Entries for pointing and labeling:
=======

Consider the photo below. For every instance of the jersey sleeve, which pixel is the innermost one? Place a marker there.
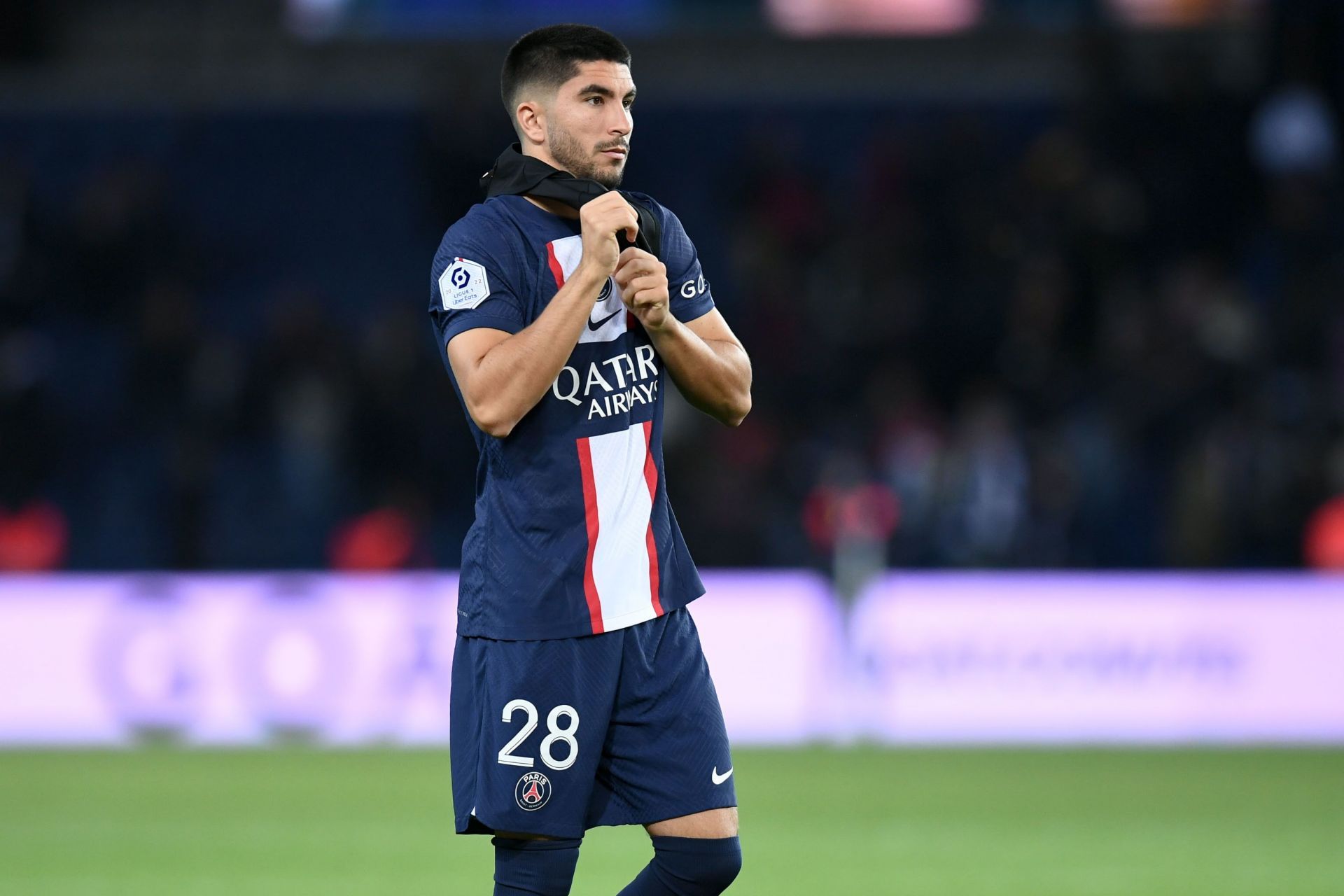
(472, 288)
(687, 288)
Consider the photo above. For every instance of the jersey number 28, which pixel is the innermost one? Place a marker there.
(556, 734)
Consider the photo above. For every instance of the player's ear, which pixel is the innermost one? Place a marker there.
(530, 120)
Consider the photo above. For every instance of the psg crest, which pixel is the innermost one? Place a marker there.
(533, 790)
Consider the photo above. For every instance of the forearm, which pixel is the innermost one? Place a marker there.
(514, 375)
(714, 375)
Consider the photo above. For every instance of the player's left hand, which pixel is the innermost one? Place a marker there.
(644, 286)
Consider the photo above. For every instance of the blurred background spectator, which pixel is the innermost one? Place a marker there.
(1100, 326)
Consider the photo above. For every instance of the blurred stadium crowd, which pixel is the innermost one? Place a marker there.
(1102, 333)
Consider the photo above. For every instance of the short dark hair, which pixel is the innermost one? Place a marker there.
(552, 55)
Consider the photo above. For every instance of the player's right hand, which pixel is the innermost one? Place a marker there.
(601, 219)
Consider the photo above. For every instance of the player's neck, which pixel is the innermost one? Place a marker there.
(553, 206)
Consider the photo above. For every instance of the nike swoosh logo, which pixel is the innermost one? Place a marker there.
(597, 326)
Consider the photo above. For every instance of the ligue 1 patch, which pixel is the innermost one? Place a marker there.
(533, 790)
(463, 285)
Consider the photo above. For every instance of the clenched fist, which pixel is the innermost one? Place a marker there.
(601, 219)
(644, 286)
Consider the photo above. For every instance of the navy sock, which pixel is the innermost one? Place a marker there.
(689, 867)
(534, 867)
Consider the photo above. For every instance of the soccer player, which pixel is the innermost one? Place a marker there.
(581, 696)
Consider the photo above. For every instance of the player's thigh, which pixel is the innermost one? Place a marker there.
(713, 824)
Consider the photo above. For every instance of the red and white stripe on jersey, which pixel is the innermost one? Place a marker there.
(622, 573)
(564, 255)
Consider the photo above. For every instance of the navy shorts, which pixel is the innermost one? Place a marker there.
(558, 736)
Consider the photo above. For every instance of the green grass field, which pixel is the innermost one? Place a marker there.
(166, 822)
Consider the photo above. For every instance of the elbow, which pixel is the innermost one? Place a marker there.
(491, 421)
(737, 412)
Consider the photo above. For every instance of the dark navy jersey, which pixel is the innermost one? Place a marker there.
(573, 530)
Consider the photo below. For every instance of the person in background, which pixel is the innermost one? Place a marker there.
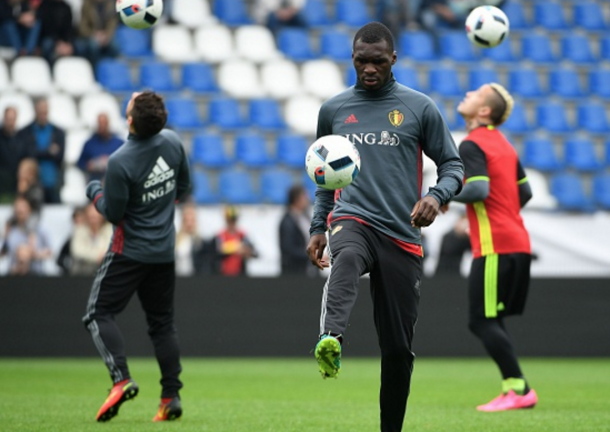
(96, 151)
(89, 243)
(45, 143)
(294, 233)
(232, 247)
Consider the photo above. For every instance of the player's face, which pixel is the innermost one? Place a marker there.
(373, 63)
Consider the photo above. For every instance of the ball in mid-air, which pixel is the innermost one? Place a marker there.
(487, 26)
(139, 14)
(332, 162)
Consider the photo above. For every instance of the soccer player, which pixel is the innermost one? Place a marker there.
(495, 190)
(143, 180)
(375, 222)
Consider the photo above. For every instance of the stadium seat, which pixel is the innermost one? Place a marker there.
(208, 149)
(417, 46)
(236, 187)
(445, 81)
(539, 153)
(199, 78)
(157, 76)
(275, 185)
(266, 114)
(565, 82)
(114, 75)
(353, 13)
(291, 150)
(295, 44)
(580, 154)
(592, 117)
(183, 113)
(549, 15)
(203, 193)
(225, 113)
(336, 45)
(576, 48)
(589, 15)
(456, 46)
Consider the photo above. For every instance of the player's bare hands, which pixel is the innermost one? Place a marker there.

=======

GIVEN PROBLEM:
Copy out all of the data above with "Put a dot on it" substituted for every "Place a marker there", leaving everything else as it is. Omit the pictures from your copy.

RESPONSE FOR THIS EXERCISE:
Consider the photo below. For every instance of the jersey sleeve, which pixel is the innermost one? Put a dot on it.
(472, 288)
(687, 288)
Consider the photo above. For every instance of the jersey number 28, which pixel is the innermost one? Put a dot on it.
(556, 734)
Consider the photo above. For every instance of the player's ear, which pixel is the innermost one? Put a dot on it.
(530, 120)
Consider the photo above. For every instance of the psg crest, which pixel is the innermost one? Put a dot on it.
(533, 790)
Consider the photo above. For every instance of the forearm, which pixel is the innermost one? Put a dot on it.
(514, 375)
(714, 375)
Consider the photo above. For every instance of the player's left hand, which pixel is the innermost one? Put a dot on it.
(644, 286)
Consider the photo above. For every instance of the blurred background spectator, which pixel is the innermost one? Put a dot on it.
(1100, 326)
Consider the photo above. For every instance of the blurred stadium crowd, which pixel is the innermost one? Put a dot on it.
(1102, 333)
Consider the photo above. For every instance of the short dark hair, which pixel is the innermost one? Put a dot on it.
(552, 55)
Consider the photo above. For every instance of the player's right hand, which pixel is the innermost one? Put a dot on it.
(601, 219)
Consider the photo above. For every instance of the player's neck, which pixel is the innermost one? Put a dot on it.
(553, 206)
Consider the photo above. For every instance of the nike swoosh logo, which pixel is the innermost one? Put a dot on it.
(597, 326)
Consider the photo above. For every instance of the ligue 1 patch, which pixel is the innermost one? Put a dot on it.
(533, 790)
(463, 285)
Consider the photo above. For every instance of the clenched fist, which pixel is the innermost one? Put a dot on it.
(601, 219)
(644, 286)
Consider the photo above. For every instance of the navy sock, which pixel is the innermost one? Put a dot on it.
(689, 867)
(534, 867)
Consider the photo above. For every instance of the soccer player, which pixel is the innermost one? Put a dot on it.
(581, 696)
Consider the photo above. For every instance of the player's thigh, which pixel is the innermost one? Put a dot on it.
(713, 824)
Consider the photo above. For every instance of the red and white stripe on jersey, which pixel is the innermost one? Put a dot on it.
(622, 573)
(564, 255)
Consider the photo above. For every instance of the navy shorts, which pixel is the innermost one? Put a dot on it.
(558, 736)
Consider the photo above. For every instance of the green grass field, which pixel is the innermost one? Put a dot on it.
(166, 822)
Consider the photo above. For every instance of the elbow, which pixel is the innermost one? Put a dot on it.
(491, 421)
(737, 412)
Consider the photo above. For every instance of the dark navy jersey, which pixel is the innermost one? Put a dot on it.
(573, 530)
Consider the photo below. For every instance of the person in background, which pixel is the innermost one? Put a dot on it.
(96, 151)
(89, 243)
(45, 143)
(294, 233)
(232, 247)
Consider the photo above. For every instance of the player's face, which pixel is the innermost one? Put a dot on it.
(373, 63)
Consider the photo above. For every instance of the ball in mid-air, which pixel is the innermost one? Put a dot on it.
(487, 26)
(139, 14)
(332, 162)
Consider the photo above. For every instance of the soccer player, which pixel is the innermost one? Put a dot on it.
(495, 190)
(143, 180)
(375, 222)
Consider the photo above. For every instance of the stadium seat, which pixel is the innermost one? Put a dot on it.
(208, 149)
(417, 46)
(236, 187)
(445, 81)
(539, 153)
(199, 78)
(157, 76)
(275, 185)
(266, 114)
(565, 82)
(114, 75)
(353, 13)
(291, 150)
(295, 44)
(580, 154)
(592, 117)
(183, 113)
(549, 15)
(203, 193)
(225, 113)
(336, 45)
(576, 48)
(589, 15)
(456, 46)
Consider the photo above. For every instance of the player's bare hands, which pixel is the innermost one? Put a dot on it.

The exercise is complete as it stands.